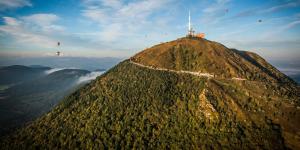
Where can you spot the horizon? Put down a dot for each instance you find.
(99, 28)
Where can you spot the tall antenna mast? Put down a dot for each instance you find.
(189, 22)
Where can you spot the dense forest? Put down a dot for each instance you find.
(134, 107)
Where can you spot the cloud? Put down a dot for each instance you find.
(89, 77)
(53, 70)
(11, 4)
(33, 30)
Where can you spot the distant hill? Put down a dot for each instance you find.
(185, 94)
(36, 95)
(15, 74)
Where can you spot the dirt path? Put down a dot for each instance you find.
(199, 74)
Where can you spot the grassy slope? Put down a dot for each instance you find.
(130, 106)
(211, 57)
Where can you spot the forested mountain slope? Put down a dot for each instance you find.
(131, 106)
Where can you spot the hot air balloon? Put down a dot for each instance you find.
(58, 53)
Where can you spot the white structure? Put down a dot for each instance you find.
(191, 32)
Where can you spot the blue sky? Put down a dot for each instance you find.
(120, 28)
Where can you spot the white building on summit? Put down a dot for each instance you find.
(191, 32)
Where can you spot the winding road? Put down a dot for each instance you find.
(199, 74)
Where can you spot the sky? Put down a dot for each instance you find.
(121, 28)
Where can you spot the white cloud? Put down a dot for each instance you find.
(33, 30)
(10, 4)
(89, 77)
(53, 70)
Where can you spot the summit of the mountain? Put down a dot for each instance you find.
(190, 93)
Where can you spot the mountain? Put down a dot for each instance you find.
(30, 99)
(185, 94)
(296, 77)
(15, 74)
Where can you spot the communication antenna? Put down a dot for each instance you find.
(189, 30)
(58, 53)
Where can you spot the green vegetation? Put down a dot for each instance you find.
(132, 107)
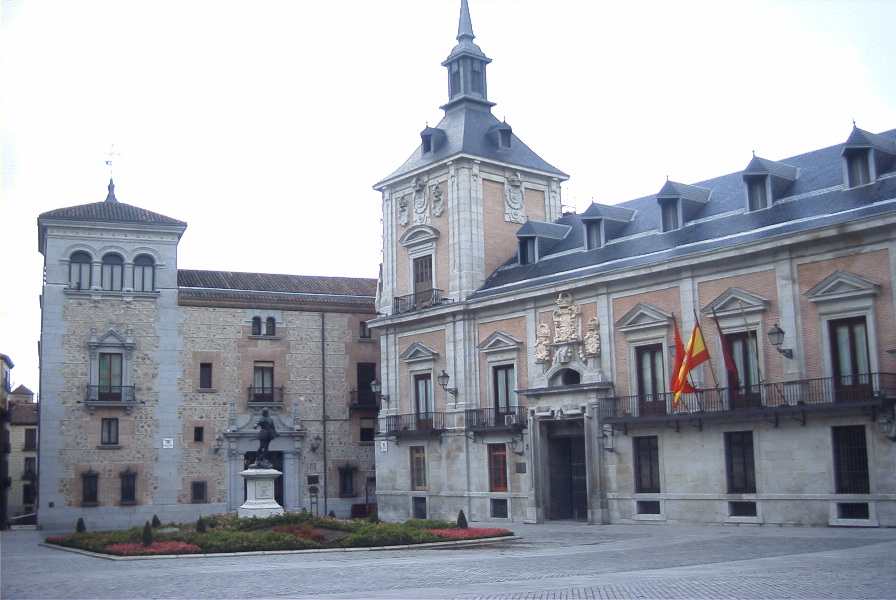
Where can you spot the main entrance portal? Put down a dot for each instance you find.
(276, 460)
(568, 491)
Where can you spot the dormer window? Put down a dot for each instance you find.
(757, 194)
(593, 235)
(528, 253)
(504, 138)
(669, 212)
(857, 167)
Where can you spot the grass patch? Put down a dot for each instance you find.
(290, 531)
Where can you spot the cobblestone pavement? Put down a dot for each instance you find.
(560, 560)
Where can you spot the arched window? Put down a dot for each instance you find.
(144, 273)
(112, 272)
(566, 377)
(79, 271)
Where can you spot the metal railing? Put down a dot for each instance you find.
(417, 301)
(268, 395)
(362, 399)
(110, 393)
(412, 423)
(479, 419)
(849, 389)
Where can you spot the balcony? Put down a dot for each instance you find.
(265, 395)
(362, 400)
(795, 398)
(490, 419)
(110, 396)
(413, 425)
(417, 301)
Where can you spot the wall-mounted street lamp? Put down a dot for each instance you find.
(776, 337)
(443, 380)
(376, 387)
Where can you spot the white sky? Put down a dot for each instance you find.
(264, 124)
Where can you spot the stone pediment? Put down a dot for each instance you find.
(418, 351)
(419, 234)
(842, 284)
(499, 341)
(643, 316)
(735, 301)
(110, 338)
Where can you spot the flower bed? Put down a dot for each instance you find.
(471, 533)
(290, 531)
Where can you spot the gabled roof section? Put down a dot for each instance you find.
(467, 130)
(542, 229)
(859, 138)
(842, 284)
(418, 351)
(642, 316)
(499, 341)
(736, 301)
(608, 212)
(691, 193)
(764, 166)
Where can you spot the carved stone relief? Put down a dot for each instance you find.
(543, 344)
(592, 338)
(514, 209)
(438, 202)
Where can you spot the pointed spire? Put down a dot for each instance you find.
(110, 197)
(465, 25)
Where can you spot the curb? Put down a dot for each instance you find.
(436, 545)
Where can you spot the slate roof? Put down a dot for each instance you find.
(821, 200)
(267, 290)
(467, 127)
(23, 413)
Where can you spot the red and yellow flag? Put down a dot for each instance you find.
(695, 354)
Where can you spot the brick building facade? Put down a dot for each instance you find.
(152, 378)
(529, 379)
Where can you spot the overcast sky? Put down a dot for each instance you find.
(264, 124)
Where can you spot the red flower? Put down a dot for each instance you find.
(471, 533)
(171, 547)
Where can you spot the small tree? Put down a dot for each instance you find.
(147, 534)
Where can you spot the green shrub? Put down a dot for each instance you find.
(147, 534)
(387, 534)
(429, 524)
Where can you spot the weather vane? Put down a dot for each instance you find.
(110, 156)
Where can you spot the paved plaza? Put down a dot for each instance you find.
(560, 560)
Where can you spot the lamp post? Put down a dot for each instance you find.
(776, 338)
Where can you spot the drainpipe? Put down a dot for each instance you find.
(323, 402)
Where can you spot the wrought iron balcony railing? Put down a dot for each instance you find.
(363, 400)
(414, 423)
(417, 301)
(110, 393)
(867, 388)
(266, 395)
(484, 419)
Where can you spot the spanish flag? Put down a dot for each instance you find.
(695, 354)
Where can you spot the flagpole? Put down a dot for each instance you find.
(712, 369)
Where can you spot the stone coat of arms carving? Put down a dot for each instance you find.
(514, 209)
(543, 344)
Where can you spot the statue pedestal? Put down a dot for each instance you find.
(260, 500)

..............................

What the task requires: Output the line containing "Where can you spot the flagpole?" and all lines after it to the end of the records, exactly as given.

The answer:
Where can you spot the flagpole? Put down a dot for each instance you find.
(712, 369)
Where can you spot the stone coat of arms carving? Put down a dot for each instance you find.
(514, 209)
(543, 344)
Where can you spot the statue pedestal? Put down a dot for each instance you find.
(260, 500)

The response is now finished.